> **WHAT THIS EXERCISE ASKS**
[A] From the Mali All Stars review, list every musician it names as having been drawn to Bamako from around the world.
[B] According to the Mali All Stars review, who sponsored Studio Bogolan?
[C] Please pick up the Mali All Stars review after its last sentence and continue it in the same voice.
##### QUOTED PASSAGE
Mali All Stars:
Although Mali All Stars is a two CD, one DVD (in French) package, you would most likely need four times the content to fully appreciate the diversity and range of music coming out of the Western African country.
However, if the object of Mali All Stars is to whet the appetite, it more than succeeds, specifically with the first CD, tracks ranging in quality from the good to the sublime, from a fraternity of the known (Ali Farka Toure) and – to me at least – the less known, (Bako Dagnon and Nampe Sadio).
At the core of the recording is Studio Bogolan, the Abbey Road of Bamako, where some of the most distinctive contemporary Malian music has been recorded in the past 15 years, specifically since it was sponsored by the late Ali Farka Toure.
The cultural renaissance in Bamako, known in Africa as the capital of sound and vision, the thinking connoisseur ‘s Motown, without the gloss, has made it a Mecca for musicians throughout the world. The good, Damon Albarn, Robert Plant and Keziah Jones, and the debatable, Bjork, who, despite the input of the twenty plus strings of Toumani Diabate’s kora , still sounds like Bjork.
Because contemporary Malian music in its natural state is so addictive, I found the second CD, Mali Around the World, too variegated for my taste. It was easy listening without bite, like listening to the Chieftains and the Rolling Stones murdering The Rocky Road to Dublin: Malian music is so densely rich and unique that it doesn’t require any embellishment from outside .
##########
##### LISTED RECORDS
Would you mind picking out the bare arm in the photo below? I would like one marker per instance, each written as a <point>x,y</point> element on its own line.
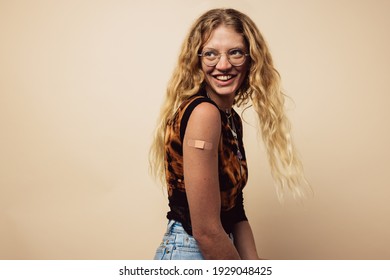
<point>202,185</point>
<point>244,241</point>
##########
##### LISTED RECORDS
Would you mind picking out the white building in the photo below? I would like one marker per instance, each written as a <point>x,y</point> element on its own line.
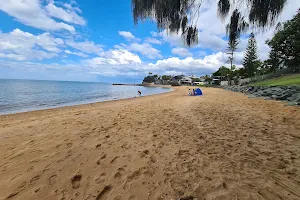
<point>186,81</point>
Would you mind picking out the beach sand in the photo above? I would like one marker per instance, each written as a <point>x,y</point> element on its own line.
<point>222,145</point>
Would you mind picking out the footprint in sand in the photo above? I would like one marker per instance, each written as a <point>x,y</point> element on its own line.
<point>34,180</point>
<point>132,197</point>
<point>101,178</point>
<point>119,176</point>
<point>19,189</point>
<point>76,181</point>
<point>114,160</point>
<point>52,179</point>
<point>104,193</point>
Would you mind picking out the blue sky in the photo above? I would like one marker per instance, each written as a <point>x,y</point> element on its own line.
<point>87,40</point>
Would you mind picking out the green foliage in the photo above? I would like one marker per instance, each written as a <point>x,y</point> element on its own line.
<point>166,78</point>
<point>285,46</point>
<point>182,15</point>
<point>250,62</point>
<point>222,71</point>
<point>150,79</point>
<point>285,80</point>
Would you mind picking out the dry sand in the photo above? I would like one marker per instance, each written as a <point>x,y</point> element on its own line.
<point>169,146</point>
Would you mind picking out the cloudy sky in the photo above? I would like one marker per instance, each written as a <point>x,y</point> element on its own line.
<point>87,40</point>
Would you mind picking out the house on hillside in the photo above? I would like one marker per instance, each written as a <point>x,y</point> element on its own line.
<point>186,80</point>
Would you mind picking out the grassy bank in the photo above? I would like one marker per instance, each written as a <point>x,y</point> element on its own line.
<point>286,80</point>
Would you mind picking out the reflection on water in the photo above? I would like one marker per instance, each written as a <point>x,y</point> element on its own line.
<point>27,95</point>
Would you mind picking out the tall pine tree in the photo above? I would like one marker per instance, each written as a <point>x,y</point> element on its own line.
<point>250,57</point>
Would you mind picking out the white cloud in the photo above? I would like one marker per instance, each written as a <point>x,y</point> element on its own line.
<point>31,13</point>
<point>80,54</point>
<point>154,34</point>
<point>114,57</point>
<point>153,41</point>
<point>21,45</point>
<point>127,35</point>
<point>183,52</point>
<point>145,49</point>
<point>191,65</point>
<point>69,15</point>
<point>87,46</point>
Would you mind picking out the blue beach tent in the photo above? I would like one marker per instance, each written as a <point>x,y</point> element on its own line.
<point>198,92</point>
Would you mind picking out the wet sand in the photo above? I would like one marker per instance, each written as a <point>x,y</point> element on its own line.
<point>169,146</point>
##########
##### LISTED RECORDS
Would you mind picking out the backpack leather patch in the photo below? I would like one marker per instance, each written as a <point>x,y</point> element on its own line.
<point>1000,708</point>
##########
> **EXPECTED RESULTS**
[A] Damon Albarn, Robert Plant, Keziah Jones, Bjork

[B] The late Ali Farka Toure.

[C]
A minor quibble, however. The 14 artists on the CD who sieve Malian tradition, and reinvent the music within a traditional frame, so that regional styles and the virtues of indigenous acoustic instruments ( Bassekou Kouyate and the ngoni, Toumani Diabate’s kora) coalesce with jazz and blues roots, produce a bountiful spate of sound throughout Mali All Stars.
There is an addictive gene within Malian music at play in Mali All Stars – a fusion of many styles and traditions – which begets an instantly likeable rhythm from the off with Oumou Sangare’s Seya, and courses throughout, from the past (the griot tradition of Bako Dagon) to the future, Vieux Farka Toure’s Sarama. If I could bring just one to a desert island, Toumani Diabate’s Kaira would be a no contest.
They often elude mention in reviews, but the liner notes are extensive and informative, which makes Mali All Stars the go to introduction to contemporary Malian music.